Common pitfalls (and quick fixes)
- Reporting “percent losses” without ratios. Always give before/after and the ratio (two decimals). Fix: Add a results column for “Proposed/Existing”.
- Misusing area-weighted VSC. Only combine windows lighting the same zone; don’t “average away” a front-zone loss with rear glazing in a through-room. Fix: Keep the room zoning honest; use NSL to evidence distribution.
- Testing sunlight on north-facing windows. Skip APSH where windows lie wholly within 90° of due north. Fix: Define façade azimuths once; bind scope to that.
- Ignoring balcony effects. Balconies above a window depress both VSC and NSL; relative losses look worse. Fix: Include “without balcony” sensitivity to evidence causation.
- Under-specifying BS EN 17037 inputs. Missing reflectances, maintenance factors, or too-coarse grids skew outcomes. Fix: State reflectances; use realistic glazing factors; limit grid spacing to ~0.3 m.
- Assuming BRE compliance equals rights-to-light safety. It doesn’t. Different methodology and legal test. Fix: Flag separately; get rights to light advice where relevant.
- Amenity maps without an area calculation. A colourful plan isn’t enough. Fix: Quote % area achieving ≥ 2 h on 21 March and note placement of key uses.
Daylight & Sunlight Glossary FAQs
Is BR 209 policy or guidance?

[Rows from a data collection]
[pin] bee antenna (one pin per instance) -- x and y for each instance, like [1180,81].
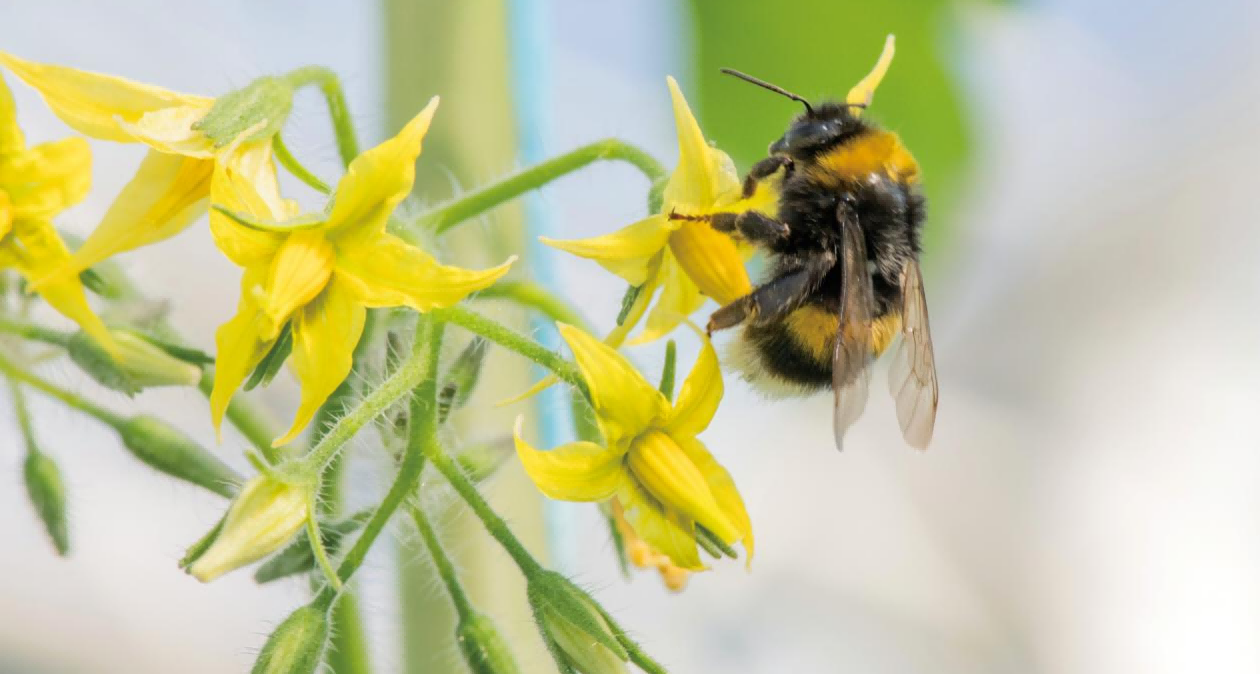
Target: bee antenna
[775,88]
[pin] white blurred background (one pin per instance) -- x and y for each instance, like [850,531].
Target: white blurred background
[1090,501]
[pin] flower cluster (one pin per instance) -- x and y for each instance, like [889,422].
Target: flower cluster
[311,285]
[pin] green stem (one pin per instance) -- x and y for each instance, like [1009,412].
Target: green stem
[423,419]
[64,396]
[494,524]
[248,419]
[504,336]
[489,197]
[534,296]
[445,568]
[34,331]
[23,412]
[406,378]
[328,82]
[290,163]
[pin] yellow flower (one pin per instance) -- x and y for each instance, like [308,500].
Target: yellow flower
[173,184]
[652,462]
[35,184]
[319,273]
[643,555]
[688,260]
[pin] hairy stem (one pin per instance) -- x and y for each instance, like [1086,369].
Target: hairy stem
[290,163]
[489,197]
[426,350]
[504,336]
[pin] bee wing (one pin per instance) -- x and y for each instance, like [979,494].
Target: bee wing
[912,377]
[851,362]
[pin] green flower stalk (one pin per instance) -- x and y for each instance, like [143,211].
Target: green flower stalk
[266,514]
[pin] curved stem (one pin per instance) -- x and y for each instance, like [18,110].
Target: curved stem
[328,82]
[423,407]
[489,197]
[534,296]
[445,568]
[247,419]
[34,331]
[64,396]
[290,163]
[504,336]
[320,552]
[494,524]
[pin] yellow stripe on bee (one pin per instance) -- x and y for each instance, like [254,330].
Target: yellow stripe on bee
[814,329]
[873,151]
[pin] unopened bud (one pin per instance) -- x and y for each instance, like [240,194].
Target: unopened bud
[262,518]
[136,363]
[296,645]
[170,451]
[48,495]
[250,113]
[575,626]
[483,647]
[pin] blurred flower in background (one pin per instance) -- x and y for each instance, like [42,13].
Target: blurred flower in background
[1089,501]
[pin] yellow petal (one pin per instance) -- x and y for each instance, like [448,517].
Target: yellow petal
[387,272]
[168,193]
[678,300]
[626,252]
[668,474]
[300,271]
[378,179]
[625,404]
[170,130]
[711,261]
[238,345]
[95,103]
[580,471]
[42,252]
[667,532]
[243,192]
[325,334]
[693,184]
[701,393]
[723,490]
[10,134]
[5,214]
[863,92]
[47,179]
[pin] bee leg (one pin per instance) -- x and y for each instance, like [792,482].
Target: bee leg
[752,226]
[762,170]
[774,299]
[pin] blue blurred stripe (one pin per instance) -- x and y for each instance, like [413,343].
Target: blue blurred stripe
[529,69]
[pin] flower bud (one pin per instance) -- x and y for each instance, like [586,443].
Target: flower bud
[296,645]
[266,514]
[573,626]
[257,111]
[483,647]
[48,495]
[170,451]
[137,363]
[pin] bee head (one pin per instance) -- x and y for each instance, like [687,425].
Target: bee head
[814,130]
[817,129]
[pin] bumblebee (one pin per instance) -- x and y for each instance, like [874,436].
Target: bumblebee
[843,244]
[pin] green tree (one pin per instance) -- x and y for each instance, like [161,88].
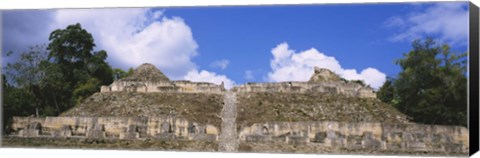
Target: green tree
[72,50]
[431,88]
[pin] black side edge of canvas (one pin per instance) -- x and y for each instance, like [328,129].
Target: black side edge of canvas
[473,78]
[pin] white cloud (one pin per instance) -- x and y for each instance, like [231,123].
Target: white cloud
[249,75]
[222,64]
[290,66]
[212,77]
[447,20]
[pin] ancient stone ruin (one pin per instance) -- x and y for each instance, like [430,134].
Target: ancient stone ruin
[324,115]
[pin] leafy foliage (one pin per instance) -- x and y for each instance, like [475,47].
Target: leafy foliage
[432,86]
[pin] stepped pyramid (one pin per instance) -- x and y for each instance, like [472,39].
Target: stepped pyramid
[146,72]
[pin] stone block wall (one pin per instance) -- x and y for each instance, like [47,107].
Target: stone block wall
[348,89]
[167,127]
[369,136]
[163,86]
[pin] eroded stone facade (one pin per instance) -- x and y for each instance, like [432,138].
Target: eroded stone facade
[163,86]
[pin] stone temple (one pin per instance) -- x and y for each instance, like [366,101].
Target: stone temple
[326,114]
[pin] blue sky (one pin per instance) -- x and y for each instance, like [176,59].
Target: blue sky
[254,43]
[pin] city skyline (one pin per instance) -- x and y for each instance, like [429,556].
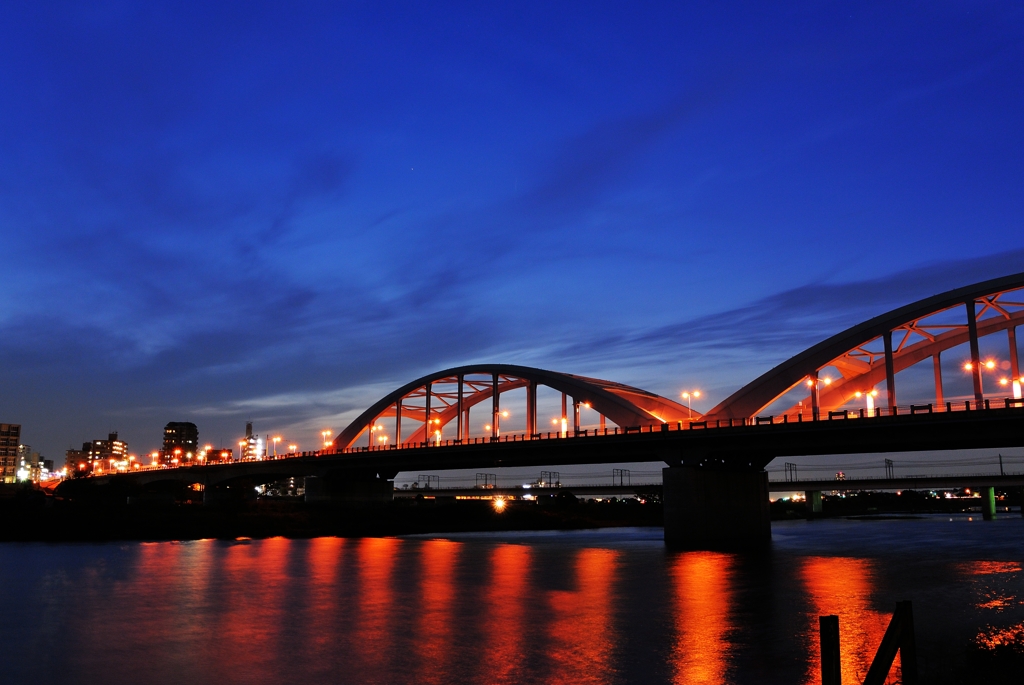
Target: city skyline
[218,217]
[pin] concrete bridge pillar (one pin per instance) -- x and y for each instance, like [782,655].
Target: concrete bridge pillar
[708,509]
[988,503]
[349,490]
[813,499]
[221,495]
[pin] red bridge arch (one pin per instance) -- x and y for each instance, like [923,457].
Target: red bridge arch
[868,353]
[445,396]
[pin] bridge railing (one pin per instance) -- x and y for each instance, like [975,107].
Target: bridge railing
[760,422]
[775,420]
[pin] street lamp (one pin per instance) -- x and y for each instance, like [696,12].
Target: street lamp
[689,395]
[868,399]
[988,365]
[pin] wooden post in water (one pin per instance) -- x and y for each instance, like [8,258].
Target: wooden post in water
[898,638]
[828,631]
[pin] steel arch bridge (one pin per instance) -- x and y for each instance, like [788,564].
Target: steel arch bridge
[440,398]
[868,353]
[835,373]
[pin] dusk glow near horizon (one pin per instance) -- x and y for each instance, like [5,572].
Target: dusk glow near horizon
[276,213]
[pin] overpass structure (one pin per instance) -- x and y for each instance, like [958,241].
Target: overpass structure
[822,401]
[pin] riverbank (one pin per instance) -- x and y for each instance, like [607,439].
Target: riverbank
[49,520]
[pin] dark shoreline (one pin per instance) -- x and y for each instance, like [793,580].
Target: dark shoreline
[32,516]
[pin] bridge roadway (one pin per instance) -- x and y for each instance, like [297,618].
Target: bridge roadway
[952,481]
[738,446]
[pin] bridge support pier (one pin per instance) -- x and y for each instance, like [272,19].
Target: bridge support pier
[988,503]
[813,499]
[348,490]
[223,495]
[708,509]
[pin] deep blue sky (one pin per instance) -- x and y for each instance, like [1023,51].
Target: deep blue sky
[222,211]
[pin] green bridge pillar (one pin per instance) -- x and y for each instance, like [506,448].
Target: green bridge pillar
[707,509]
[988,503]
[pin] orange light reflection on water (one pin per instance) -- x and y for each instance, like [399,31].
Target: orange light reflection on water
[324,558]
[255,578]
[702,600]
[505,622]
[583,630]
[438,558]
[843,587]
[375,558]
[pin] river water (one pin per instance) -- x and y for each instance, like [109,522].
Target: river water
[599,606]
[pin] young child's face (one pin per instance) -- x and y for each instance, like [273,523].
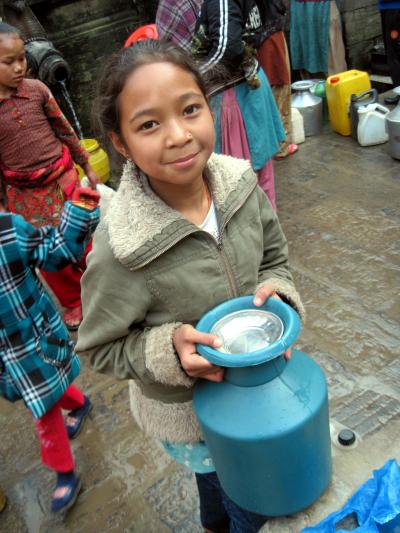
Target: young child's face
[12,61]
[166,124]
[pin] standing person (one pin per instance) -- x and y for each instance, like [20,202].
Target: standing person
[247,122]
[273,56]
[3,500]
[390,14]
[37,358]
[142,290]
[316,40]
[37,150]
[176,21]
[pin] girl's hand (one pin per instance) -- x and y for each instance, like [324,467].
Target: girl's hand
[86,197]
[260,297]
[91,175]
[184,339]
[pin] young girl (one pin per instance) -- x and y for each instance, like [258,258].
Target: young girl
[37,149]
[186,230]
[37,359]
[247,121]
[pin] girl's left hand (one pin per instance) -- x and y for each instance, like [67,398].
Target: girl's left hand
[260,297]
[184,339]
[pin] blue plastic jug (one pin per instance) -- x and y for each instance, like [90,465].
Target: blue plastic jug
[267,424]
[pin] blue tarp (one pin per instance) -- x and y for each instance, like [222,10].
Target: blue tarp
[376,505]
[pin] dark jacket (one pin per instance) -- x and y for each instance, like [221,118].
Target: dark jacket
[224,27]
[37,358]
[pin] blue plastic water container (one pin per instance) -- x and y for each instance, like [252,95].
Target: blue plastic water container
[267,424]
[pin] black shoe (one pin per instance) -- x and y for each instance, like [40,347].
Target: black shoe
[392,100]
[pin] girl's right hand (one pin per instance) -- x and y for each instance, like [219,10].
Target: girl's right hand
[184,339]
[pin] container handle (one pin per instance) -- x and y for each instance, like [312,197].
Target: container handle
[373,92]
[382,109]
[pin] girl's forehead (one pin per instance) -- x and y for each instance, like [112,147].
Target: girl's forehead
[162,73]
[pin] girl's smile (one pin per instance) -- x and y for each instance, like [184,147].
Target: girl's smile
[166,126]
[12,63]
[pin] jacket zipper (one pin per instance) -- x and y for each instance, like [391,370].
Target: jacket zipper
[220,247]
[218,242]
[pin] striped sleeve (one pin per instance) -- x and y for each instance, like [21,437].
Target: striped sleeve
[225,25]
[54,248]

EXERCISES TO COMPLETE:
[1] List every pitfall heading given in the daylight and sunlight text.
[2] Echo the rows word for word, beginning at the line that contains "[pin] girl's right" and stopping after the last line of the rows.
The text and the rows were taken from unrelated sources.

RESPONSES BY TASK:
[1]
- Reporting “percent losses” without ratios.
- Misusing area-weighted VSC.
- Testing sunlight on north-facing windows.
- Ignoring balcony effects.
- Under-specifying BS EN 17037 inputs.
- Assuming BRE compliance equals rights-to-light safety.
- Amenity maps without an area calculation.

[2]
[pin] girl's right hand (one pin per instance) -- x and y for each instance, like [219,10].
Target: girl's right hand
[184,339]
[pin] container handle (one pin per instance) -- x and y for each instance, like [312,197].
Target: container handle
[373,92]
[382,109]
[pin] girl's forehead (one pin per instance) -- x and y for each instance, like [112,147].
Target: girl's forehead
[162,73]
[pin] girl's smile (one pin per instance) -- x and y for each instance, like [184,147].
Target: girl's smile
[166,126]
[12,63]
[pin] jacket zipper (one pin per instance) -- x and y for each instance, like [391,370].
Target: jacket zipper
[220,247]
[218,242]
[pin] striped sleeve (one pin per instance) -- x and y for each instance, like [21,437].
Target: striped sleeve
[225,25]
[54,248]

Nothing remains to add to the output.